Instructions to follow: Only lines holding "wide" are needed; copy each of them from the data below.

*** Available data ***

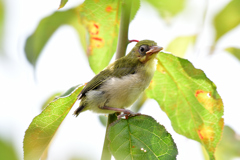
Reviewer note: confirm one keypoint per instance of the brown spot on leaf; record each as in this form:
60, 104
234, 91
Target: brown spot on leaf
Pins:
95, 25
207, 100
198, 92
108, 9
206, 133
151, 85
97, 38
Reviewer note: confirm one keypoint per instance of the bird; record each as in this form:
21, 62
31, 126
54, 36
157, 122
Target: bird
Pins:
120, 84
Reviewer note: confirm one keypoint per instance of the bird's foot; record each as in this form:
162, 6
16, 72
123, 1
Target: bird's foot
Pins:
127, 114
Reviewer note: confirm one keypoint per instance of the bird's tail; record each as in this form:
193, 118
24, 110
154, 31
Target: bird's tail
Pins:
78, 110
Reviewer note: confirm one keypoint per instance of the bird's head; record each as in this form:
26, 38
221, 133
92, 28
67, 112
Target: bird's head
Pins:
145, 50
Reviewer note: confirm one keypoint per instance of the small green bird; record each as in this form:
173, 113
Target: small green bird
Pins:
120, 84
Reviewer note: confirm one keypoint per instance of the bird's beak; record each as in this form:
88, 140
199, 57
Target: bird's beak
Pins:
154, 49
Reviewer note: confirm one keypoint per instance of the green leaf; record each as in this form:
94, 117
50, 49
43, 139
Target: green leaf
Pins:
50, 99
7, 150
135, 8
62, 4
103, 120
229, 147
139, 102
43, 127
47, 26
189, 99
101, 19
234, 51
227, 19
180, 45
167, 8
140, 138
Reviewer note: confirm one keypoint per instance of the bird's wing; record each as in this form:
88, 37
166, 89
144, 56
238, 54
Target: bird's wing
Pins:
113, 70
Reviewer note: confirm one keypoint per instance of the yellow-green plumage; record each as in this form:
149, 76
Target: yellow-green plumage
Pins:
120, 83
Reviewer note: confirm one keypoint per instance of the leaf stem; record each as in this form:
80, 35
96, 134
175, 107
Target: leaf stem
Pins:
121, 49
123, 31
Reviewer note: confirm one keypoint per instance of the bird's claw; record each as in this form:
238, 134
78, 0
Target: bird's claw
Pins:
127, 114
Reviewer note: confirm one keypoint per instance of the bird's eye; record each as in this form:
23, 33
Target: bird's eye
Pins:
143, 49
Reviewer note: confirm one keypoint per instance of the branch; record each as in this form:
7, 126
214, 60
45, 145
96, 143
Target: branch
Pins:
121, 49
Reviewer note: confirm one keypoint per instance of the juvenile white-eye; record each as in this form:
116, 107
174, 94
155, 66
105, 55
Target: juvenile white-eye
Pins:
120, 84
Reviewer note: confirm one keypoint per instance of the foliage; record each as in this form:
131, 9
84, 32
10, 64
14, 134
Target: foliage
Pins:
43, 127
183, 92
134, 138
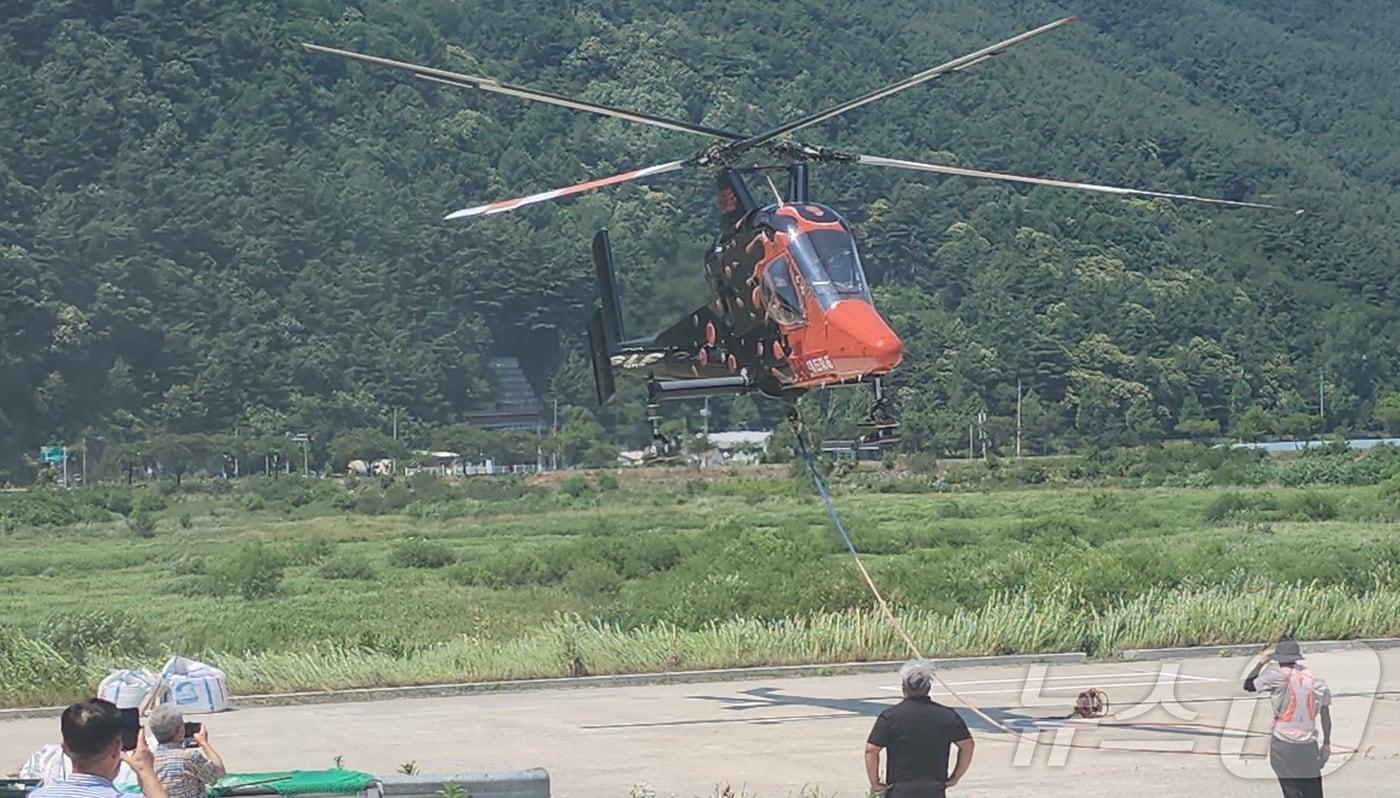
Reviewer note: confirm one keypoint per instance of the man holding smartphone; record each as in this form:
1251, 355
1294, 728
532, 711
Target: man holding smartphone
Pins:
185, 772
93, 741
1302, 716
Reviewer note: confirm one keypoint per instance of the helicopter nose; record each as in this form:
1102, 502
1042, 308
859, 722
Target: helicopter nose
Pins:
860, 335
888, 350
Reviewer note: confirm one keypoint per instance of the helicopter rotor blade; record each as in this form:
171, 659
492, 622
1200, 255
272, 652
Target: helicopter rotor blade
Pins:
961, 63
461, 80
501, 206
1120, 191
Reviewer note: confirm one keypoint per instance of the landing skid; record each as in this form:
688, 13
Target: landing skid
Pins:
881, 426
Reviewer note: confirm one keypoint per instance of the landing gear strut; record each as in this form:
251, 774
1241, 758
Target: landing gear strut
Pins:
879, 423
661, 447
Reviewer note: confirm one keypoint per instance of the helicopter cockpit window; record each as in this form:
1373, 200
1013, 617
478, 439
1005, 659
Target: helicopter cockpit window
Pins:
829, 261
780, 296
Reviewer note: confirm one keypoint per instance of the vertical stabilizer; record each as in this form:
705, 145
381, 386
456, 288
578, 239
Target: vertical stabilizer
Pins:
797, 184
612, 328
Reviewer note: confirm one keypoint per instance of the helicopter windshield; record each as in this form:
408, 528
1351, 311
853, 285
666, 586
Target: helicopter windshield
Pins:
830, 263
780, 296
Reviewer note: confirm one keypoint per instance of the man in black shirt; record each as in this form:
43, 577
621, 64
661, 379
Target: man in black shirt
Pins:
916, 735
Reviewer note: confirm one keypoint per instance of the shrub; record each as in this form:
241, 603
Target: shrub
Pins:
443, 510
112, 499
1311, 506
497, 487
574, 486
346, 566
368, 503
1227, 507
77, 634
188, 566
310, 550
142, 522
592, 578
252, 571
150, 501
35, 508
396, 497
422, 553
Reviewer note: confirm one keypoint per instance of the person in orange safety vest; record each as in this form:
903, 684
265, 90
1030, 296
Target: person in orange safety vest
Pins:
1302, 716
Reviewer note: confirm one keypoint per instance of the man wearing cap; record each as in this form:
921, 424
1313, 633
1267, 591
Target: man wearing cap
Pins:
1302, 704
93, 741
184, 772
916, 735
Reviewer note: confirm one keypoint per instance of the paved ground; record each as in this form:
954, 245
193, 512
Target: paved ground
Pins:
776, 737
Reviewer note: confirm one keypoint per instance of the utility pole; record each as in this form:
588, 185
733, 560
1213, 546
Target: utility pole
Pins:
704, 445
1018, 417
305, 452
1322, 402
982, 431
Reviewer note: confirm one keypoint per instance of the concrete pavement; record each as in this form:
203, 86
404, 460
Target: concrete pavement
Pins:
780, 735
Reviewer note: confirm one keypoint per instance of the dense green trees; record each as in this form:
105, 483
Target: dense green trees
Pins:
205, 230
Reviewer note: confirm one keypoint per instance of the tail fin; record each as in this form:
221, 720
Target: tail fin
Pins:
608, 287
601, 353
605, 326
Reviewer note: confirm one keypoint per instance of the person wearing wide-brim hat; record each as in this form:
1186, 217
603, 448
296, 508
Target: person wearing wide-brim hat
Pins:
1302, 714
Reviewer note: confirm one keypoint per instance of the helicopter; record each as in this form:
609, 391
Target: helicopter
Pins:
791, 308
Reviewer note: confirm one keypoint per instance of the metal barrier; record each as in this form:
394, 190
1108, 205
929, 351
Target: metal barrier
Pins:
532, 783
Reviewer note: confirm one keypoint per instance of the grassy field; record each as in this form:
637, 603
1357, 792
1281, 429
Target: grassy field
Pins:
300, 585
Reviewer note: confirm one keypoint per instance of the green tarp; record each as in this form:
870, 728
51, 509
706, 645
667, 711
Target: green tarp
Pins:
335, 781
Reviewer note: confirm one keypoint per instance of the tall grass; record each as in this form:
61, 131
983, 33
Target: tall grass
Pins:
1011, 623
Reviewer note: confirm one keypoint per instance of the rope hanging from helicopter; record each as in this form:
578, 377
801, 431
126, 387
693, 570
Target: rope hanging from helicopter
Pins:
1094, 700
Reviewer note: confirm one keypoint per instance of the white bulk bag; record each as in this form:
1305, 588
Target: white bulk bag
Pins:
195, 686
126, 689
52, 766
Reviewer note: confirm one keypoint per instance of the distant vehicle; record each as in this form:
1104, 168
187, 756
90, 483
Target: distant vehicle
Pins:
791, 308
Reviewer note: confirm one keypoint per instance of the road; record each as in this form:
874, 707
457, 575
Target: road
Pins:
777, 737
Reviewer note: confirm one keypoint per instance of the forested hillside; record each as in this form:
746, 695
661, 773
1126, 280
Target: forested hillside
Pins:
203, 227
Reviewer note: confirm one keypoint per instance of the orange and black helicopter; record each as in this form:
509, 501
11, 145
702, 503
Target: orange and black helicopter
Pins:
791, 308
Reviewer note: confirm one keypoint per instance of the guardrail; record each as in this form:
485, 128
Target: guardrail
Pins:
532, 783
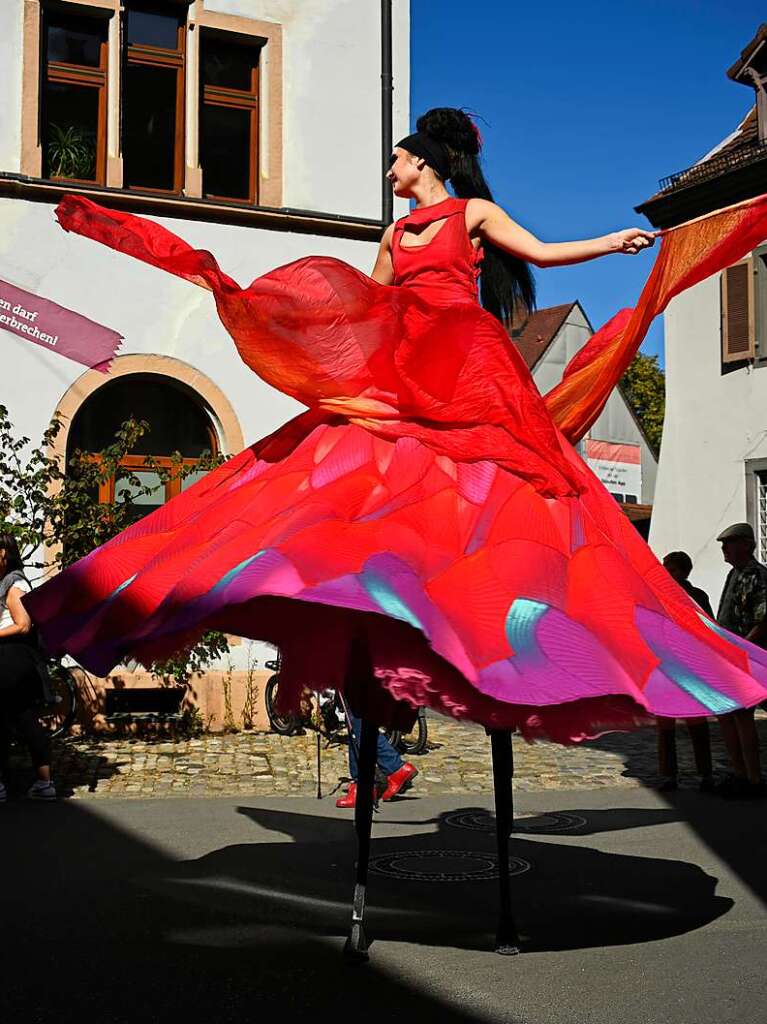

*** End of Available data ***

Exercise output:
Reviewer note: confirm one keypoint per instance of the person wearing wide-brim hat; record each as in this form:
Target: person wearing wide-brim hat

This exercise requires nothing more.